However, I have an srt file, which I demuxed and edited in notepad. I did this for the 4 seperate ogms that I'm combining into one "movie."
I'm brining them into Vegas 5 to edit them (cut scenes, crossfade, etc.), and I'd always assumed that if I didn't hardsub them, that the timing would be off since I'm combining the 4 files. Even if I kept the 4 files seperate in Vegas, and seperated them at appropriate scenes, I still always thought the subs would be off since I'm editing the video. If I hardsub, then that timing problem is solved, without having to use Subtitle Workshop (which I'm sure is a great program, but after having to learn Vegas 5, VDub Mod, and Avisynth in the last 2-3 weeks, I'm a little burnt out).
Also, I thought if it was an avi that selectable subs wasn't an option-- that that only occured if you were using ogm's or mkv's. Does someone have an answer for that? Because I suppose if I could simply edit the subs and put them back in a stream as soft and then direct stream copy the avi __with__ the subs, that then I wouldn't need to hardsub them, and could keep the quality up, and I also wouldn't need to necessarily frameserve, as the quality would be the same if I were direct stream copying, and I wouldn't need to use huffyuv (since I'd be direct stream copying). But I don't know if you can use direct stream copy for anything other than video. Does someone have an answer to that question too?

SUPPLIED MATERIAL →
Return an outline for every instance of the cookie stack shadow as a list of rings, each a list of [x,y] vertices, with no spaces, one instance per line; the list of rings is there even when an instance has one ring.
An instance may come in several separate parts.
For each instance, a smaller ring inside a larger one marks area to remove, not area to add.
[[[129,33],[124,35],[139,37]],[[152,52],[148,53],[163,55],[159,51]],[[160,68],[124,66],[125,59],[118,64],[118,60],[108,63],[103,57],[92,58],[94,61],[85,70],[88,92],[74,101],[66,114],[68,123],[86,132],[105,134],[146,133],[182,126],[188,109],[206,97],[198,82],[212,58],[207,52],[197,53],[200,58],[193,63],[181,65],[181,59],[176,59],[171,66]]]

WRITTEN REQUEST → In the post about editing subtitles, how many separate OGM files are being combined into one movie? The data above has no connection to the post about editing subtitles.

ANSWER TO THIS TASK → Four.